# WHAT YOU SHOULD DO
Retype the data exactly, skipping any picture in it.

# GIVEN DATA
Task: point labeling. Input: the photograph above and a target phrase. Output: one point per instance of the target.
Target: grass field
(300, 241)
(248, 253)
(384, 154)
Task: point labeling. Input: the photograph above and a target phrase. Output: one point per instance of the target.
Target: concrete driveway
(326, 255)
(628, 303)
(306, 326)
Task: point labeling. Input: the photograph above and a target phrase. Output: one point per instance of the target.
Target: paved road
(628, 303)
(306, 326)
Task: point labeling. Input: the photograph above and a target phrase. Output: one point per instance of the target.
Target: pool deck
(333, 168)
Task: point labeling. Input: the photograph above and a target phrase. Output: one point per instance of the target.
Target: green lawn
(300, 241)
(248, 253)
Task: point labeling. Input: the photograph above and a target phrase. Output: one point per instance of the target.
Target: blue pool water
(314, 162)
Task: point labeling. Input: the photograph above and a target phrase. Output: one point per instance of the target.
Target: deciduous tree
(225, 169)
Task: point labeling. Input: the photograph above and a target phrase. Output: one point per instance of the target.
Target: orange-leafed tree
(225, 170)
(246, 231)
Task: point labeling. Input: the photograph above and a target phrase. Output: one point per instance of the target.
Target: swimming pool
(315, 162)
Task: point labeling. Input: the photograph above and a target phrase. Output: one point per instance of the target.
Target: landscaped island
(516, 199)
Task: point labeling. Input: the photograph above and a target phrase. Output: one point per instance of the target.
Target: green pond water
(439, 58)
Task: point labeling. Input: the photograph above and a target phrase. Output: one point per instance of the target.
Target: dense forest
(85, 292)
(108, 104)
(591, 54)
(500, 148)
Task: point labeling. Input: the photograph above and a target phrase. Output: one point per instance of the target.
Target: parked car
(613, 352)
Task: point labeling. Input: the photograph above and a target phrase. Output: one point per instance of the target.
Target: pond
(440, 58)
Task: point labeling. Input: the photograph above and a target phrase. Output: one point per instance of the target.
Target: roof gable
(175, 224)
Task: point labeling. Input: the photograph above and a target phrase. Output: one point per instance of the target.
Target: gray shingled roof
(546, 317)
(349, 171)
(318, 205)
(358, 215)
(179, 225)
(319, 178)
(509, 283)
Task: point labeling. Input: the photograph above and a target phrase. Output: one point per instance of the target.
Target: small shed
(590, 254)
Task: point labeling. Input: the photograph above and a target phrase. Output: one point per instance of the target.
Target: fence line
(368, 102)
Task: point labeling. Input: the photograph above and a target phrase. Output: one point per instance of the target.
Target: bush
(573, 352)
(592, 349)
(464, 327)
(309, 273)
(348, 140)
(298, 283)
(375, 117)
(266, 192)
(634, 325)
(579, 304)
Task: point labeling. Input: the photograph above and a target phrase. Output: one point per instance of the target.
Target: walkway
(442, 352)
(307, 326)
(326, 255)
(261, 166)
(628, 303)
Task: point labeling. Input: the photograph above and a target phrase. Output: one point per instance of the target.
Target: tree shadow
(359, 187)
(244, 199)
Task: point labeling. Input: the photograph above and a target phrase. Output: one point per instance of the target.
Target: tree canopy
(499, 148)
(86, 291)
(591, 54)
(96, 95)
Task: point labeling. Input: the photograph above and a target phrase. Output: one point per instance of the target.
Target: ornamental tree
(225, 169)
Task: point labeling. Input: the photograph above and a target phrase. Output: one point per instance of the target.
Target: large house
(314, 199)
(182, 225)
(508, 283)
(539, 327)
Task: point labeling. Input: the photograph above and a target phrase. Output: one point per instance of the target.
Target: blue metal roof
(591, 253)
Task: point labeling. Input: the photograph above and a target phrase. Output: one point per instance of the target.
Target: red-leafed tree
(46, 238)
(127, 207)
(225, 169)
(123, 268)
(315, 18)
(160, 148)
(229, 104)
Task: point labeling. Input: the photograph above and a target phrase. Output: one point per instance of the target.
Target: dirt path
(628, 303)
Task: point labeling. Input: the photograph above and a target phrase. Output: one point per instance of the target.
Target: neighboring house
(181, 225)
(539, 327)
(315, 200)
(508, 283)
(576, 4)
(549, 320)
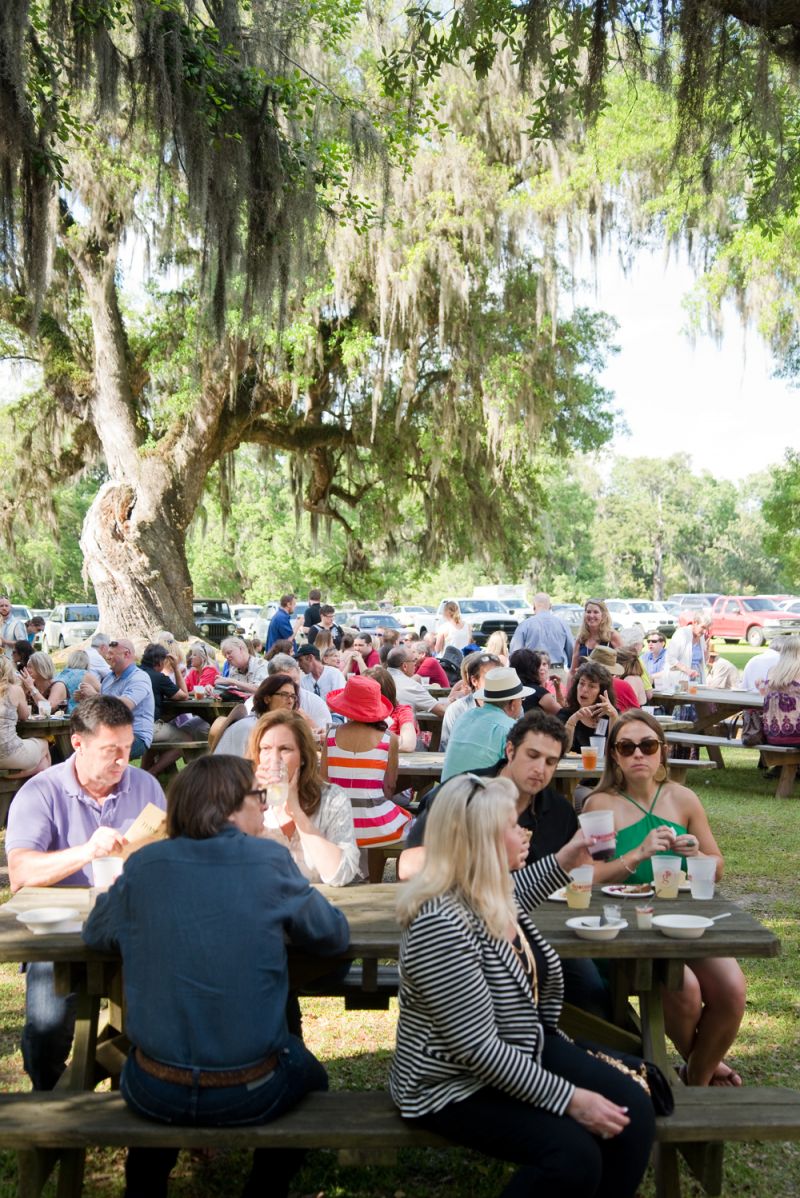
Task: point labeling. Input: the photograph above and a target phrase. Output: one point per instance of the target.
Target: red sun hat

# OUTPUT FOR THIS EXERCISE
Task: point labeling. Input: the photograph above and a target phrase. Output: one point per instance of the target.
Target: grass field
(300, 241)
(248, 253)
(384, 154)
Task: point labeling. Input: the photograph above and a target phrase. Output: one point per instance of the target.
Target: concrete driveway
(326, 255)
(628, 303)
(306, 326)
Task: point labeling. Input: the photograph above and a target phrase. Output: one point per instance of the target.
Target: paved road
(628, 303)
(306, 326)
Task: point labeling. Input: the photograph above and a target phrase. Output: one point per instance of the target.
Target: pool deck
(333, 168)
Task: point labeling. Input: the photograph above and a target phrase. Output: one point per instance of the target.
Target: green lawn
(300, 241)
(248, 253)
Task: point labeling. Input: the photograph above and a target phrase. Output: one point per instance of the target.
Target: blue pool water
(314, 162)
Task: point labeling. Input: the photograph above and a target phrase. Output: one point per instance of the target.
Target: deciduous tree
(225, 169)
Task: point labeling. Input: the photograph above and a target phrase. Output: one point per instance of the target.
Target: orange-leafed tree
(225, 170)
(246, 231)
Task: point labeling. Input: the photograph above and a target phrase. Output: one point per instance of the target.
Target: swimming pool
(315, 162)
Task: point labeling. Input: the photograph above and a target phrase. Output: one point per instance of the target.
Target: landscaped island
(516, 199)
Task: point labeling. Input: the photograph above and a target phrase. Output: one point per instance of the target.
Target: green pond water
(439, 58)
Task: point labeling. Input: the photograph above and a target phrase. Output: one point per instance of the target.
Target: dense forest
(85, 292)
(108, 104)
(591, 54)
(500, 148)
Task: point labeling. Input: the photograph above and a target phrase. Output: one point per instance of the target.
Target: parked car
(613, 352)
Task: point labeling. Input: the photograph above and a target phrase. Output: one point per instance of the target.
Target: pond
(440, 58)
Task: point labeling. Input: the photograph above and a target phrase. Output: one point per instance of the target.
Target: roof gable
(175, 224)
Task: point labeling. Input: the photograph above and a target phrase. Output: one point per instance of the target.
Target: gray shingled roof
(546, 317)
(349, 171)
(318, 205)
(358, 215)
(179, 225)
(319, 178)
(509, 283)
Task: point labeling. Input: the photograph above and a target phrase. Output: one point per instance of the target.
Target: small shed
(590, 254)
Task: point labeling. Input: the photograph above and a target phrase. Output: one point per instance of the target.
Target: fence line
(368, 102)
Task: point labeling. Input: the photograph above and a target phrase. Output: one point per instance of the target.
Target: bush
(573, 352)
(592, 349)
(464, 327)
(309, 273)
(348, 140)
(298, 283)
(375, 117)
(266, 192)
(634, 325)
(579, 304)
Task: point labeling. Input: the photograph above and a target phrase. Output: one point per instance of the target.
Target: walkway
(442, 352)
(307, 326)
(326, 255)
(261, 166)
(628, 303)
Task: point labeling. Input: the photograph above and a target phrase. Output: one point per instance of the target.
Target: tree shadow
(359, 187)
(244, 199)
Task: point labeling. Input: the photograph above and a target phrase. Output: one point per instance of the target.
Target: tree canopy
(499, 148)
(86, 291)
(591, 54)
(96, 95)
Task: point labeling. Input: the photograph above and a target phrase. Output: one point per instance of the target.
Target: ornamental tree
(225, 169)
Task: point labeling. Input: the photograph above and a target phrase. Output: one point per instance of the target.
Target: large house
(314, 199)
(182, 225)
(508, 283)
(539, 327)
Task: point labeling. Input: the photograph above and a target phrase. Output: one point per instance of the target.
Target: blue metal roof
(591, 253)
Task: point labeling. Input: the photograph above and a target phrase. Output: one point per instance of the target.
Target: red-leafed tree
(46, 238)
(127, 207)
(225, 169)
(123, 268)
(315, 18)
(160, 148)
(229, 104)
Task: point labeling. Input: the photograph above and a target phrase. Output: one point per instance of the target.
Target: dirt path
(628, 303)
Task: point labeling. Input: the photograph above and a target phrase. Output: one point per instance of the target.
Target: neighboring house
(181, 225)
(539, 327)
(315, 200)
(508, 283)
(576, 4)
(549, 320)
Task: point labeling. Input: the photograph above and a target phrase. Output: one point per instance of the target.
Target: red sun hat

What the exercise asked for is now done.